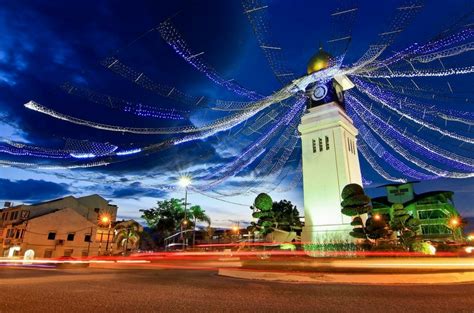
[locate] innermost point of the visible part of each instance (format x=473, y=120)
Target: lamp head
x=184, y=181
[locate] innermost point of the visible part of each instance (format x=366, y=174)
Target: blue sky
x=47, y=43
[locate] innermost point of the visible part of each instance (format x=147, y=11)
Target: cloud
x=31, y=190
x=136, y=190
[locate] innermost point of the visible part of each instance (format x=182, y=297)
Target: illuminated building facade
x=68, y=226
x=435, y=210
x=330, y=159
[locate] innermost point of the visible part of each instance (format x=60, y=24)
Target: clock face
x=319, y=92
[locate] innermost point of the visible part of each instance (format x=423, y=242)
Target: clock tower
x=329, y=156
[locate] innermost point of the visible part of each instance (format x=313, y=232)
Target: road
x=106, y=290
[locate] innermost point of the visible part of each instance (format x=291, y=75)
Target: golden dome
x=319, y=61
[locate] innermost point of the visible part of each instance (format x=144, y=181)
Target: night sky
x=45, y=44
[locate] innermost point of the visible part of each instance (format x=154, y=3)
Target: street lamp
x=105, y=220
x=454, y=222
x=185, y=181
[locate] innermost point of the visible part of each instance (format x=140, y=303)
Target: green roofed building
x=440, y=221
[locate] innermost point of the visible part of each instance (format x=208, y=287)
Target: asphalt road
x=100, y=290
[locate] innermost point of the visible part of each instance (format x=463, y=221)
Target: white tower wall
x=330, y=162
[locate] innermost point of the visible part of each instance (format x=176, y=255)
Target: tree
x=282, y=215
x=167, y=217
x=356, y=203
x=406, y=225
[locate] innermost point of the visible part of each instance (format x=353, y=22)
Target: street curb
x=358, y=279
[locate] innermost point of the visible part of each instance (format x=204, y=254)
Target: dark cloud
x=31, y=190
x=136, y=191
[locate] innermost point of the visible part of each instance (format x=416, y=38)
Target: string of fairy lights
x=396, y=115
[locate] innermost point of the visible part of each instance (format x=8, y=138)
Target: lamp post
x=185, y=181
x=454, y=222
x=104, y=219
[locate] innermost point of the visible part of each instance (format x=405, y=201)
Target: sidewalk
x=346, y=278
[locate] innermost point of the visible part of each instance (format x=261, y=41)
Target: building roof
x=418, y=197
x=398, y=184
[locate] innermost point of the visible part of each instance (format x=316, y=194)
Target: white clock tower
x=330, y=159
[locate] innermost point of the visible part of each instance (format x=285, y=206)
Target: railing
x=174, y=236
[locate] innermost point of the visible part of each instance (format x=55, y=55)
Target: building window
x=435, y=230
x=52, y=235
x=431, y=214
x=10, y=233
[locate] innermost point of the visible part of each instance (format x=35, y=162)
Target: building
x=69, y=227
x=435, y=210
x=329, y=156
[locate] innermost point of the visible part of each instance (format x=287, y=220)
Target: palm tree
x=127, y=233
x=198, y=214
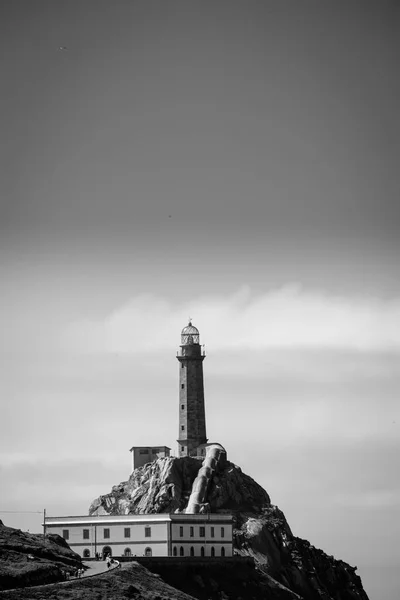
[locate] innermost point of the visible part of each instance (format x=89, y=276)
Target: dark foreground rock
x=261, y=529
x=132, y=581
x=26, y=559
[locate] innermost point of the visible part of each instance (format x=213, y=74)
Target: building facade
x=142, y=455
x=192, y=418
x=208, y=535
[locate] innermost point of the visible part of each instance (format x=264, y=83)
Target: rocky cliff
x=26, y=559
x=261, y=530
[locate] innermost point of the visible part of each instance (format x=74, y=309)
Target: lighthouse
x=192, y=417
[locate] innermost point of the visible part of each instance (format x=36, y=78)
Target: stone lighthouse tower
x=192, y=418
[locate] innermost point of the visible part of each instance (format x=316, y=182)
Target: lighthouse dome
x=190, y=335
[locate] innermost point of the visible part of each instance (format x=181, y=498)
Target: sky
x=233, y=162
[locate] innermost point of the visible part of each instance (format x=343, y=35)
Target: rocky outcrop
x=261, y=530
x=215, y=460
x=27, y=559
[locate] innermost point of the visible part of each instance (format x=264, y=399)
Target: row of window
x=191, y=553
x=106, y=533
x=127, y=552
x=148, y=552
x=147, y=532
x=202, y=531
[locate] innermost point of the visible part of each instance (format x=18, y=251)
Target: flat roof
x=154, y=518
x=150, y=447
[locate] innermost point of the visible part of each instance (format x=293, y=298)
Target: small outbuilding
x=141, y=455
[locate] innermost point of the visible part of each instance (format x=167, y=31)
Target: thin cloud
x=289, y=317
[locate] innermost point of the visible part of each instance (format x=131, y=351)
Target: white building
x=141, y=455
x=146, y=535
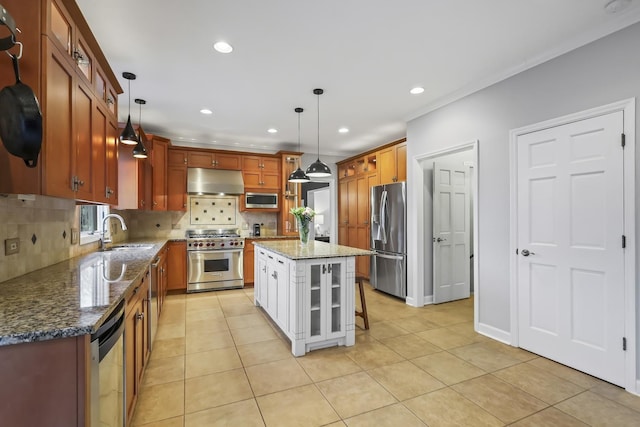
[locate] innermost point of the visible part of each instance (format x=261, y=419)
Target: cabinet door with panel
x=260, y=172
x=159, y=173
x=177, y=157
x=177, y=188
x=177, y=266
x=248, y=261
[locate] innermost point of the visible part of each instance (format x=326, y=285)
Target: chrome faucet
x=103, y=239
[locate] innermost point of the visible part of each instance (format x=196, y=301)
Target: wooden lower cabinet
x=248, y=261
x=177, y=266
x=136, y=342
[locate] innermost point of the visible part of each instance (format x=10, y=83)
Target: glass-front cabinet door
x=326, y=295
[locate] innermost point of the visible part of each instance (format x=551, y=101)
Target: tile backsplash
x=43, y=225
x=174, y=224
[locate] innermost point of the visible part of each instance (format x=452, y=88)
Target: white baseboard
x=494, y=333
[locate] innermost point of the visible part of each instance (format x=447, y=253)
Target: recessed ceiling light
x=615, y=6
x=223, y=47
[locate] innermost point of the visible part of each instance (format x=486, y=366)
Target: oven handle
x=199, y=251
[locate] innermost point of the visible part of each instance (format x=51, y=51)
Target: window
x=91, y=222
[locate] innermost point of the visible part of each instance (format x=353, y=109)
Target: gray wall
x=600, y=73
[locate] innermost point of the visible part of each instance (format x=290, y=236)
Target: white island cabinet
x=308, y=291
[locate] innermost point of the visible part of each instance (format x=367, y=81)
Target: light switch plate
x=74, y=236
x=11, y=246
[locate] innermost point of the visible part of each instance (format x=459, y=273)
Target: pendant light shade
x=128, y=135
x=139, y=151
x=318, y=169
x=298, y=176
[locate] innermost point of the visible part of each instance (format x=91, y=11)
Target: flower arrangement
x=304, y=215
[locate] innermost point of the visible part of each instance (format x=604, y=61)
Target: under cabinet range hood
x=214, y=181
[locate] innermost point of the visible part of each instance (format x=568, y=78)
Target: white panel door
x=570, y=227
x=451, y=232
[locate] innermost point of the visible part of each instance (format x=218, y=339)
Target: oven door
x=220, y=269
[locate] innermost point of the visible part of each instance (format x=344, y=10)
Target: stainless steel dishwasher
x=107, y=372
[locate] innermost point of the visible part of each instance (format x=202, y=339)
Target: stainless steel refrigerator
x=389, y=238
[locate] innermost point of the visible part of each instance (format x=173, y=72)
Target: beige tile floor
x=218, y=361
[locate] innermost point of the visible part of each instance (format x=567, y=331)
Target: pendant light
x=128, y=135
x=139, y=151
x=318, y=169
x=298, y=176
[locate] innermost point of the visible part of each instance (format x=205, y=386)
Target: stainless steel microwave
x=261, y=200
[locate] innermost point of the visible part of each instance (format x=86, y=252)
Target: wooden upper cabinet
x=261, y=172
x=392, y=163
x=177, y=187
x=65, y=67
x=177, y=158
x=228, y=161
x=213, y=160
x=200, y=159
x=159, y=172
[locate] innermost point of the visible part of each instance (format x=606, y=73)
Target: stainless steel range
x=214, y=259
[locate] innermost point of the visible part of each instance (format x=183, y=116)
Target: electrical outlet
x=11, y=246
x=74, y=236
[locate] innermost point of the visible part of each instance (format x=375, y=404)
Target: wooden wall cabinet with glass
x=290, y=195
x=261, y=172
x=134, y=175
x=177, y=266
x=71, y=78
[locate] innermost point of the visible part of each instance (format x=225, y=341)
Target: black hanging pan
x=20, y=116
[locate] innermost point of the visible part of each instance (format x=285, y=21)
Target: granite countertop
x=292, y=249
x=70, y=298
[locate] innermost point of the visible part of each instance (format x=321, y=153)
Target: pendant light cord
x=318, y=97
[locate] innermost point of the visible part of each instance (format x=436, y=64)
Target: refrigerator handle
x=385, y=256
x=383, y=217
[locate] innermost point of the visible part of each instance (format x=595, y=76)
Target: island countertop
x=293, y=249
x=72, y=297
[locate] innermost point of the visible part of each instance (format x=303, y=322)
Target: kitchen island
x=308, y=291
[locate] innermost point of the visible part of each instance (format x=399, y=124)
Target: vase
x=303, y=229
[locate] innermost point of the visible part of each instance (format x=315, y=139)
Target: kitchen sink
x=129, y=247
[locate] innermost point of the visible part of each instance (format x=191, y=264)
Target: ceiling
x=365, y=54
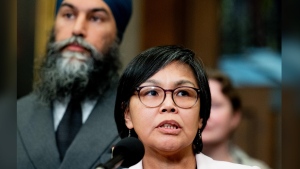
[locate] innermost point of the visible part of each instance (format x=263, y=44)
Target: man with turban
x=67, y=121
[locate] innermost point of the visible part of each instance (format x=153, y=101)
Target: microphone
x=126, y=153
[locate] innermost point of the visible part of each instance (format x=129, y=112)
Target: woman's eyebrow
x=67, y=5
x=182, y=82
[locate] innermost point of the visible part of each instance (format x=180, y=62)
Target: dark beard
x=91, y=83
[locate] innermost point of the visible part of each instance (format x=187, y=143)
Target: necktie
x=69, y=126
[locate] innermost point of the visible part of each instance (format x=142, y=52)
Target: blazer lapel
x=36, y=130
x=95, y=137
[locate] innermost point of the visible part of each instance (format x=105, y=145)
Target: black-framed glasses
x=153, y=96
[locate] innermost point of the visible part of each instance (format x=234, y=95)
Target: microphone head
x=132, y=149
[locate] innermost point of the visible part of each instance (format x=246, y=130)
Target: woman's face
x=167, y=128
x=222, y=120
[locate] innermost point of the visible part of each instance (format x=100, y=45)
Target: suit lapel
x=95, y=137
x=36, y=123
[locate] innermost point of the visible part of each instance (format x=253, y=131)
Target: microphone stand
x=113, y=163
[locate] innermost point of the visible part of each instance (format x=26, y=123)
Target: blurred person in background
x=225, y=116
x=67, y=121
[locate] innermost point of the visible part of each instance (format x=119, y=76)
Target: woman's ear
x=200, y=123
x=128, y=120
x=236, y=119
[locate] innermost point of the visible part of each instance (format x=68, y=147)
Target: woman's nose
x=168, y=105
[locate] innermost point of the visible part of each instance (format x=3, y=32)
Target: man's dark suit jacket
x=36, y=145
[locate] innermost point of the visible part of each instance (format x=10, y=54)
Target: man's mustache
x=56, y=47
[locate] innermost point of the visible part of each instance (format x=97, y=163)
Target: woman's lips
x=169, y=127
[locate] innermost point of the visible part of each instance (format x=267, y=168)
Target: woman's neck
x=175, y=161
x=218, y=151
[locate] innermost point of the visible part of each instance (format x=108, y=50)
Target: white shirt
x=59, y=109
x=205, y=162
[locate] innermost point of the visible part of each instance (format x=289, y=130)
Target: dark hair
x=145, y=65
x=226, y=86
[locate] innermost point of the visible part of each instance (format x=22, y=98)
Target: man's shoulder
x=27, y=100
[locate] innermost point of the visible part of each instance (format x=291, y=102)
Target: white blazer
x=205, y=162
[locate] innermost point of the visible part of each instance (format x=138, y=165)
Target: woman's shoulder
x=206, y=162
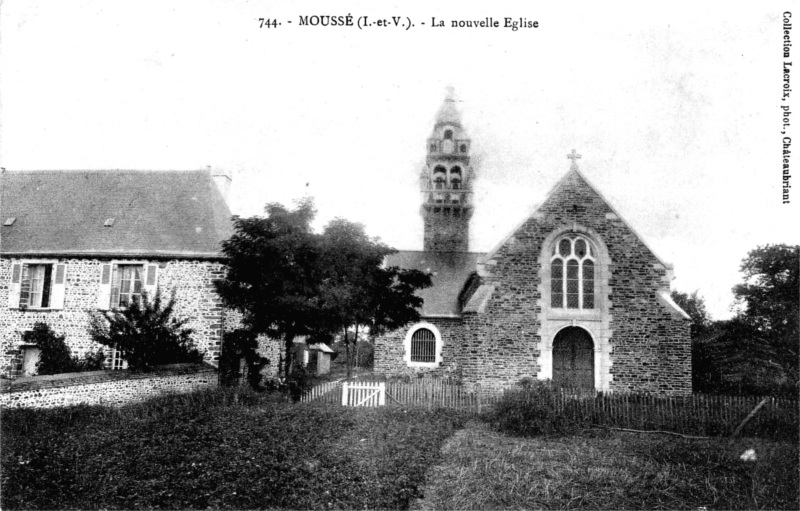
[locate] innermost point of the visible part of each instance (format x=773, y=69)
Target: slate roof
x=449, y=273
x=156, y=213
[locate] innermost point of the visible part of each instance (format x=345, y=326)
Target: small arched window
x=572, y=274
x=423, y=346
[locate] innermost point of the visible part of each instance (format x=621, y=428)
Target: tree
x=704, y=368
x=288, y=281
x=357, y=292
x=769, y=302
x=695, y=306
x=146, y=333
x=273, y=277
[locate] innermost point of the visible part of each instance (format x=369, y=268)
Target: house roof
x=449, y=272
x=151, y=213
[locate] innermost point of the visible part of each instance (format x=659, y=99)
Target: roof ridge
x=59, y=171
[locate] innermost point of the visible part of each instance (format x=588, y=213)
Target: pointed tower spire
x=448, y=114
x=446, y=182
x=574, y=157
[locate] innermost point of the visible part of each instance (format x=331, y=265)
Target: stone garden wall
x=112, y=388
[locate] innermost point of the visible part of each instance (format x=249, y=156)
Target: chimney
x=223, y=181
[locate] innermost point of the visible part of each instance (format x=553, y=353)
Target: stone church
x=572, y=294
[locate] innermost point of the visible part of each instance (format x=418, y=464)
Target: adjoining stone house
x=72, y=242
x=573, y=294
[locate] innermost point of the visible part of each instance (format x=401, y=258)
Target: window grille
x=423, y=346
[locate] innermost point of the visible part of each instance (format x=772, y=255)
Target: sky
x=675, y=108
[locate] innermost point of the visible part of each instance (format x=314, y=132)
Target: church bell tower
x=446, y=183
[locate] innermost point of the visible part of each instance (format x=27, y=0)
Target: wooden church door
x=573, y=359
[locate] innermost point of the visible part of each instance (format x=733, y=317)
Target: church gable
x=573, y=294
x=574, y=263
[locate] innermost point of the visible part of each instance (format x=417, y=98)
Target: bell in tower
x=446, y=183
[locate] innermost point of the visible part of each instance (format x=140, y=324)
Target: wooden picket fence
x=692, y=414
x=423, y=392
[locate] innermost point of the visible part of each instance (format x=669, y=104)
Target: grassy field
x=482, y=469
x=200, y=451
x=204, y=451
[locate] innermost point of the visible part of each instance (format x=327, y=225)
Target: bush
x=237, y=345
x=55, y=357
x=531, y=411
x=146, y=333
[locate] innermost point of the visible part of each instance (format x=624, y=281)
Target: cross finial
x=573, y=156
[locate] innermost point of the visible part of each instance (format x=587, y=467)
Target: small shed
x=319, y=358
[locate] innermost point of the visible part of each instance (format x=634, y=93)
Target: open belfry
x=571, y=294
x=446, y=183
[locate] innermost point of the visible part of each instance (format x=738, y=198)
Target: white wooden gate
x=364, y=394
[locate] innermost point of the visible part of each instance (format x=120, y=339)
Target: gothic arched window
x=572, y=274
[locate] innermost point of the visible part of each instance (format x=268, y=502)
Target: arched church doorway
x=573, y=358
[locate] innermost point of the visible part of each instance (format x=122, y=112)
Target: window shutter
x=14, y=288
x=58, y=288
x=151, y=280
x=104, y=292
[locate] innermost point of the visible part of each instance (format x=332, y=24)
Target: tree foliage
x=237, y=345
x=357, y=292
x=288, y=281
x=704, y=368
x=756, y=351
x=770, y=298
x=273, y=275
x=146, y=332
x=695, y=306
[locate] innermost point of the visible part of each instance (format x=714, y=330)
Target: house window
x=572, y=274
x=114, y=360
x=126, y=284
x=423, y=346
x=37, y=285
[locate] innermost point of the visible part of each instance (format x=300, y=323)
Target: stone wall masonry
x=111, y=388
x=192, y=280
x=650, y=350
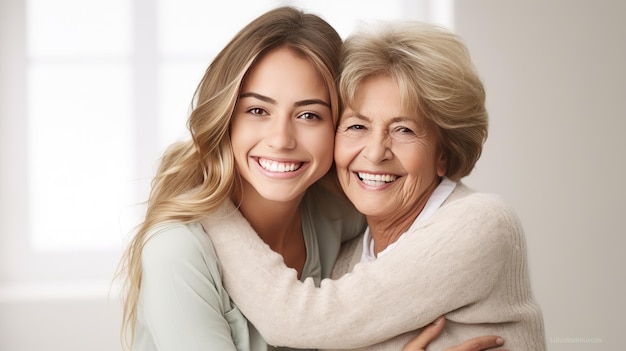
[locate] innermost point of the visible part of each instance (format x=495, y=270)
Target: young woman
x=262, y=132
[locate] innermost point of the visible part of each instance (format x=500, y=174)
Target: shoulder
x=478, y=216
x=473, y=205
x=177, y=243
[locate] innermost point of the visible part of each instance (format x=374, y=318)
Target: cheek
x=343, y=152
x=321, y=144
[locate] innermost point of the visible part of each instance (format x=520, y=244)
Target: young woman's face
x=388, y=161
x=282, y=130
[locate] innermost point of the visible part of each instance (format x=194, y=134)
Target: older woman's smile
x=376, y=179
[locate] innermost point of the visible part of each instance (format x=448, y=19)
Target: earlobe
x=441, y=164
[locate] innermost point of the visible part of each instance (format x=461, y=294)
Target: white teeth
x=274, y=166
x=376, y=179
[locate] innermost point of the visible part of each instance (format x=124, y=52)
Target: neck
x=278, y=224
x=387, y=229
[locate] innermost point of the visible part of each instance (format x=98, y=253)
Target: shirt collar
x=436, y=199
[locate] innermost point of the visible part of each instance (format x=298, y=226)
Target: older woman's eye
x=356, y=127
x=257, y=111
x=309, y=116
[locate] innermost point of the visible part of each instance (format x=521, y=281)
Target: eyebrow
x=393, y=119
x=296, y=104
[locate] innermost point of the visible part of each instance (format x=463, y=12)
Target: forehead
x=380, y=97
x=283, y=66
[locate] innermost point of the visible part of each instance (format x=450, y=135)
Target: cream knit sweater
x=467, y=262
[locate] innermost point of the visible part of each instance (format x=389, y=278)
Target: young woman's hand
x=434, y=329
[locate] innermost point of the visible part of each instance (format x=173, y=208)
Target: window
x=94, y=92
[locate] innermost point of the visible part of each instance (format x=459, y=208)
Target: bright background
x=91, y=91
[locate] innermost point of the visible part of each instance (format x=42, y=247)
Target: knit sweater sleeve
x=452, y=260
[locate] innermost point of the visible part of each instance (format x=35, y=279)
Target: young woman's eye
x=309, y=116
x=257, y=111
x=404, y=130
x=356, y=127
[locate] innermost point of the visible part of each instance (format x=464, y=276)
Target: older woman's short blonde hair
x=436, y=78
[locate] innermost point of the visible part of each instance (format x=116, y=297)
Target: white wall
x=556, y=85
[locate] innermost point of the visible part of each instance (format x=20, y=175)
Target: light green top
x=183, y=304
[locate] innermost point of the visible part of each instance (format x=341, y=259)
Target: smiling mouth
x=281, y=167
x=376, y=179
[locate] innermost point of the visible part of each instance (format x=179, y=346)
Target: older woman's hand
x=434, y=329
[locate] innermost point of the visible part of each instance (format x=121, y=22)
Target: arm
x=181, y=307
x=453, y=260
x=430, y=332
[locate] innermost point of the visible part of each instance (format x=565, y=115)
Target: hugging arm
x=453, y=260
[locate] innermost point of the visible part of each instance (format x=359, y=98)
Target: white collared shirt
x=441, y=193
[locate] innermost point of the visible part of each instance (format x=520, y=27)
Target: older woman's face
x=388, y=160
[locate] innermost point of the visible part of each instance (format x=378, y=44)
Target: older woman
x=413, y=126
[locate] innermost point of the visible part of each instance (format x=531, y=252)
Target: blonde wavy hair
x=436, y=78
x=197, y=175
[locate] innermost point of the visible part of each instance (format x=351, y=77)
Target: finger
x=428, y=334
x=479, y=344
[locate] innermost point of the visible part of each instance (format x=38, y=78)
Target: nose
x=281, y=134
x=378, y=147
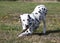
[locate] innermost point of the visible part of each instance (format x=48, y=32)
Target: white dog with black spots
x=30, y=22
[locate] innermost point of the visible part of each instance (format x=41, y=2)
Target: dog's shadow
x=47, y=32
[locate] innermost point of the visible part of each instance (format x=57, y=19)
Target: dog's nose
x=27, y=26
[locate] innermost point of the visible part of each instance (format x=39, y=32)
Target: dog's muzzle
x=27, y=26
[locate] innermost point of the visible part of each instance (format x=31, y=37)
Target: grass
x=10, y=27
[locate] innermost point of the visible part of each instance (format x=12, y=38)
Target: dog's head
x=40, y=9
x=25, y=20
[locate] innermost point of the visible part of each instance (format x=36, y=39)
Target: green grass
x=10, y=27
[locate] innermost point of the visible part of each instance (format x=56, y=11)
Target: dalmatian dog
x=30, y=22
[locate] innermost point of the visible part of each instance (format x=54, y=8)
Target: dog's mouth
x=27, y=26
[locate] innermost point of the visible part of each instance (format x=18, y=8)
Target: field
x=10, y=26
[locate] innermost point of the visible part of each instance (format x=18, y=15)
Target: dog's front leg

Aim:
Rewrite the material starting at the line containing "(format x=331, y=265)" and ending at the line containing "x=223, y=181", both included, raising each x and y coordinate in the answers by 53. Leave the other lines, including their format samples, unchanged.

Exercise solution:
[locate] innermost point of the visible part of each instance (format x=331, y=265)
Target: stone garden wall
x=165, y=441
[locate] innermost point of the visible part of each instance (format x=249, y=156)
Target: chimney
x=276, y=234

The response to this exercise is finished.